EXERCISE INSTRUCTIONS
Repeat the records in full and exactly, omitting pictures.

DATA FOR THIS EXERCISE

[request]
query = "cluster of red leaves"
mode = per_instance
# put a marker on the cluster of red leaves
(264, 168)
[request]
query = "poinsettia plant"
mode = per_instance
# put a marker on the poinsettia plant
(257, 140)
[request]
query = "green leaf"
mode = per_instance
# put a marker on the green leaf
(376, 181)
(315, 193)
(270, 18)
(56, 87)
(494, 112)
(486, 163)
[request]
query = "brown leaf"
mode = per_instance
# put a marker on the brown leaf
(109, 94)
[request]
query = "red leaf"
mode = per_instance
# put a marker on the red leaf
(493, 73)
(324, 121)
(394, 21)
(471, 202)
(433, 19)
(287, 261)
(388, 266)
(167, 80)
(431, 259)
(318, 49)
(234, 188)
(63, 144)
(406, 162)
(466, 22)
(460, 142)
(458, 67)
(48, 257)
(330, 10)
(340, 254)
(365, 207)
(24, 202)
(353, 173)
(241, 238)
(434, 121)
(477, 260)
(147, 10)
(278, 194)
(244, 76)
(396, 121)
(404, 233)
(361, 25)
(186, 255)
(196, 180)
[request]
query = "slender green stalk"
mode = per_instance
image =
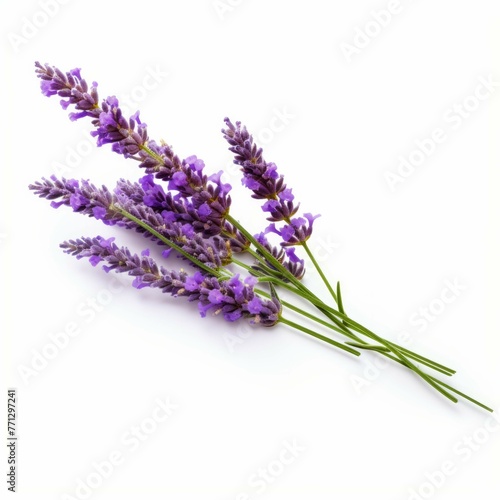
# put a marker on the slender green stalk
(319, 336)
(168, 242)
(320, 271)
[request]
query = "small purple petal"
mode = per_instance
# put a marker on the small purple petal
(204, 210)
(95, 259)
(255, 306)
(99, 212)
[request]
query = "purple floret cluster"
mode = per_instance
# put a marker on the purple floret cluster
(177, 205)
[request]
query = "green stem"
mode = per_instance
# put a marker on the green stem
(319, 336)
(320, 271)
(168, 242)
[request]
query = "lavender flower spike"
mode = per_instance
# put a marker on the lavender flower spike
(263, 179)
(232, 298)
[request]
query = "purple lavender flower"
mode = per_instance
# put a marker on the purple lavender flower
(105, 205)
(233, 298)
(285, 256)
(263, 179)
(207, 198)
(72, 88)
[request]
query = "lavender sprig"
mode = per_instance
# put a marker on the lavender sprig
(193, 219)
(102, 204)
(263, 180)
(232, 298)
(208, 195)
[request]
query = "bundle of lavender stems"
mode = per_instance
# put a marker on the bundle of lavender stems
(175, 204)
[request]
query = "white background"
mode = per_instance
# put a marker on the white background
(348, 121)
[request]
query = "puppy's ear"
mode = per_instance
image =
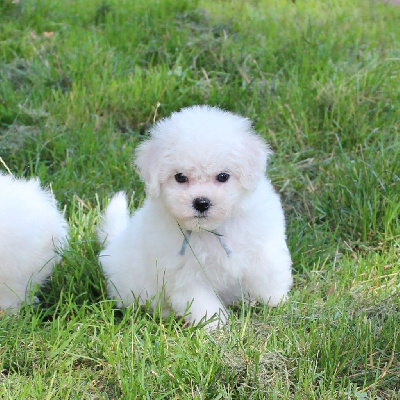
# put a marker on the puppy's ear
(148, 161)
(252, 162)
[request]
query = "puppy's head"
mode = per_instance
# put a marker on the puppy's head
(202, 162)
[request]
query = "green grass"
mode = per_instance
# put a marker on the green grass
(79, 86)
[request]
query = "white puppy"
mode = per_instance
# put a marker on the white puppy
(212, 228)
(31, 228)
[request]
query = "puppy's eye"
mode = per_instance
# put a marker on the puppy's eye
(181, 178)
(222, 177)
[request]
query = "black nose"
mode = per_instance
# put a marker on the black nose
(201, 204)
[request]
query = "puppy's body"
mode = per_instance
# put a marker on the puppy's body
(236, 247)
(31, 228)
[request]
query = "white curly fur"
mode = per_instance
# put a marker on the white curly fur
(31, 229)
(143, 259)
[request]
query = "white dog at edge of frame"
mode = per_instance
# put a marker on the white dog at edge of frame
(32, 232)
(211, 229)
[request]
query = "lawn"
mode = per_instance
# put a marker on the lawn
(80, 84)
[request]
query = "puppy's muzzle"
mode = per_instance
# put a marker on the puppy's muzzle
(201, 204)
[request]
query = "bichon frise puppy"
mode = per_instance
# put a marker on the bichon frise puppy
(211, 230)
(31, 229)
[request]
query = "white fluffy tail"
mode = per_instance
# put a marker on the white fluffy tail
(115, 219)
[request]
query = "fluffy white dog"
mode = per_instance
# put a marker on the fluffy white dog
(211, 229)
(31, 229)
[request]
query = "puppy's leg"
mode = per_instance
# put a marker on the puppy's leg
(203, 302)
(269, 276)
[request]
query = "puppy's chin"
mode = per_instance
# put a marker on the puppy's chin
(198, 224)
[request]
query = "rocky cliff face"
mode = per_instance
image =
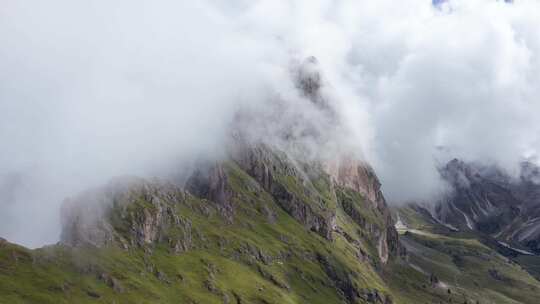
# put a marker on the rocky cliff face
(488, 200)
(223, 201)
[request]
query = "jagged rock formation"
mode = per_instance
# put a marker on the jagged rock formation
(258, 186)
(490, 201)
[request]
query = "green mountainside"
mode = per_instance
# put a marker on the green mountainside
(258, 228)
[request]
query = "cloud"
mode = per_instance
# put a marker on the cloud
(93, 90)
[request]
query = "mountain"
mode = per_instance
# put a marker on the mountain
(488, 200)
(289, 214)
(259, 227)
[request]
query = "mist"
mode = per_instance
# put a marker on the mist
(89, 91)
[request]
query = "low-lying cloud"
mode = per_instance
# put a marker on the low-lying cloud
(93, 90)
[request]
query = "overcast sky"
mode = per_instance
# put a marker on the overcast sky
(92, 90)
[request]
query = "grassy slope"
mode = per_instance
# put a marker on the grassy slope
(468, 268)
(265, 259)
(253, 260)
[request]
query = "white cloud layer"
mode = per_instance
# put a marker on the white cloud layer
(90, 90)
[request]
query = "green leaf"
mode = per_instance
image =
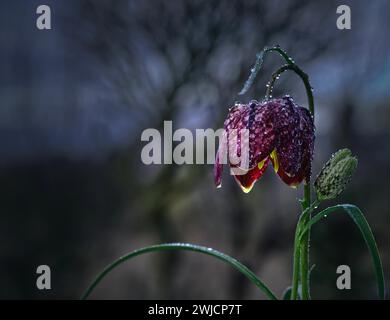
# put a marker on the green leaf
(358, 217)
(186, 247)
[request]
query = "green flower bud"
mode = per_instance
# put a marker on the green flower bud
(335, 175)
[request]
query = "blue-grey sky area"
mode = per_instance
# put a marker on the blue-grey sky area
(57, 94)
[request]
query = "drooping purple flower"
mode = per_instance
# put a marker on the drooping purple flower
(277, 131)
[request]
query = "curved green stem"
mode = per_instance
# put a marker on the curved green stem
(187, 247)
(305, 246)
(259, 63)
(305, 78)
(301, 225)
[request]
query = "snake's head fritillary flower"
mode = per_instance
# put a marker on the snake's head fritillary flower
(255, 134)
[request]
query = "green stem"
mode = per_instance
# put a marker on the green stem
(296, 266)
(305, 78)
(186, 247)
(305, 246)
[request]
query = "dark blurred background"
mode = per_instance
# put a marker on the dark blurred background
(75, 99)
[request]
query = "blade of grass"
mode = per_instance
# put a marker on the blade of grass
(186, 247)
(359, 219)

FINISHED ANSWER
[request]
query = "cluster of red leaves"
mode = per_instance
# put a marker on the cluster of red leaves
(264, 168)
[request]
query = "poinsettia plant"
mode = per_instance
# put a marker on the poinsettia plant
(257, 140)
[request]
query = "green leaf"
mode = per_instance
# put a marker on the green leaf
(376, 181)
(315, 193)
(270, 18)
(56, 87)
(494, 112)
(486, 163)
[request]
query = "brown leaf"
mode = per_instance
# put a marker on the brown leaf
(109, 94)
[request]
query = "red leaf"
mode = per_instance
# put a marker on the red leaf
(493, 73)
(324, 121)
(394, 21)
(471, 202)
(433, 19)
(287, 261)
(388, 266)
(167, 80)
(431, 259)
(318, 49)
(234, 188)
(63, 144)
(406, 162)
(466, 22)
(460, 142)
(458, 67)
(48, 257)
(330, 10)
(340, 254)
(365, 207)
(24, 202)
(353, 173)
(241, 238)
(434, 121)
(477, 260)
(147, 10)
(278, 194)
(244, 76)
(396, 121)
(404, 233)
(361, 25)
(186, 255)
(196, 180)
[request]
query = "slender green stalk"
mode = per_instance
image =
# put a marker on the slender green stalk
(319, 336)
(168, 242)
(320, 271)
[request]
query = "small purple petal"
mode = per_instance
# put a marker on the small purple petal
(204, 210)
(95, 259)
(255, 306)
(99, 212)
[request]
query = "purple floret cluster"
mode = per_instance
# put a marker on the purple floret cluster
(177, 205)
[request]
query = "green stem"
mode = per_instance
# put a marker on the green stem
(319, 336)
(320, 271)
(168, 242)
[request]
query = "lavender flower spike"
mode = per_instance
# put a marker on the lavender flower spike
(263, 179)
(232, 298)
[request]
query = "purple lavender flower"
mode = per_instance
# put a marker on the purple lavender flower
(105, 205)
(233, 298)
(285, 256)
(263, 179)
(207, 198)
(72, 88)
[request]
query = "lavender sprig"
mode = per_instance
# put a marker on the lavender sprig
(193, 219)
(102, 204)
(263, 180)
(232, 298)
(208, 195)
[request]
query = "bundle of lavender stems"
mode = per_instance
# put a marker on the bundle of lavender stems
(175, 204)
[request]
query = "white background"
mode = per_instance
# put a marker on the white background
(348, 121)
[request]
query = "puppy's ear"
mode = per_instance
image =
# put a marker on the puppy's ear
(148, 161)
(252, 162)
[request]
query = "puppy's head"
mode = per_instance
# put a marker on the puppy's head
(202, 162)
[request]
query = "green grass"
mode = per_instance
# put a marker on the green grass
(79, 86)
[request]
query = "white puppy"
mode = per_instance
# put a marker on the white puppy
(212, 228)
(31, 228)
[request]
query = "puppy's eye"
mode = per_instance
# put a marker on the puppy's eye
(181, 178)
(222, 177)
[request]
query = "black nose"
mode = per_instance
# put a marker on the black nose
(201, 204)
[request]
query = "puppy's body"
mode = per_instance
# put a marker on the puppy's body
(236, 247)
(31, 228)
[request]
query = "white curly fur"
mode = per_instance
# put a marker on the white curly fur
(31, 229)
(143, 259)
[request]
query = "white dog at edge of frame"
mode = per_instance
# put a marker on the white dog at edge of frame
(32, 232)
(211, 229)
[request]
query = "lawn"
mode = per_instance
# put a marker on the lawn
(80, 84)
[request]
query = "puppy's muzzle"
mode = per_instance
# put a marker on the puppy's muzzle
(201, 204)
[request]
query = "bichon frise puppy"
mode = per_instance
# put a marker on the bichon frise puppy
(211, 230)
(31, 229)
[request]
query = "white fluffy tail"
mode = per_instance
# put a marker on the white fluffy tail
(115, 219)
[request]
query = "fluffy white dog"
mode = per_instance
# put a marker on the fluffy white dog
(211, 229)
(31, 229)
[request]
query = "puppy's leg"
mode = per_instance
# put a marker on the puppy's leg
(203, 302)
(269, 276)
[request]
query = "puppy's chin"
mode = per_instance
# put a marker on the puppy's chin
(198, 224)
[request]
query = "rocky cliff face"
mode = per_instance
image =
# put a marker on the rocky cliff face
(488, 200)
(223, 201)
[request]
query = "jagged rock formation"
mode = per_instance
# put a marker on the jagged rock formation
(258, 186)
(490, 201)
[request]
query = "green mountainside"
mode = per_instance
# put a marker on the green mountainside
(258, 228)
[request]
query = "cloud"
mode = per_instance
# put a marker on the cloud
(93, 90)
[request]
query = "mountain"
mode = per_instance
# put a marker on the mountain
(488, 200)
(289, 214)
(259, 227)
[request]
query = "mist"
mode = per_instance
# put a marker on the mist
(89, 91)
[request]
query = "low-lying cloud"
mode = per_instance
# put a marker on the low-lying cloud
(93, 90)
[request]
query = "overcast sky"
mode = per_instance
# put a marker on the overcast sky
(92, 90)
[request]
query = "grassy slope"
mode = per_instance
# put a marker on the grassy slope
(468, 268)
(265, 259)
(253, 260)
[request]
query = "white cloud layer"
mode = per_instance
# put a marker on the white cloud layer
(90, 90)
[request]
query = "green leaf"
mode = per_instance
image =
# put a marker on the green leaf
(358, 217)
(186, 247)
[request]
query = "green flower bud"
mode = per_instance
# put a marker on the green flower bud
(335, 175)
[request]
query = "blue-grey sky area"
mode = per_instance
# put a marker on the blue-grey sky area
(57, 94)
[request]
query = "drooping purple flower"
mode = per_instance
# put a marker on the drooping purple flower
(277, 131)
[request]
query = "curved green stem"
mode = per_instance
# put a marker on the curved green stem
(187, 247)
(305, 246)
(259, 63)
(305, 78)
(301, 225)
[request]
query = "snake's head fritillary flower"
mode = per_instance
# put a marker on the snake's head fritillary flower
(255, 134)
[request]
query = "green stem"
mode = per_instance
# put a marker on the green stem
(296, 266)
(305, 78)
(186, 247)
(305, 246)
[request]
query = "dark blurred background"
mode = per_instance
# put a marker on the dark blurred background
(75, 99)
[request]
query = "blade of grass"
mode = per_instance
# put a marker on the blade of grass
(186, 247)
(359, 219)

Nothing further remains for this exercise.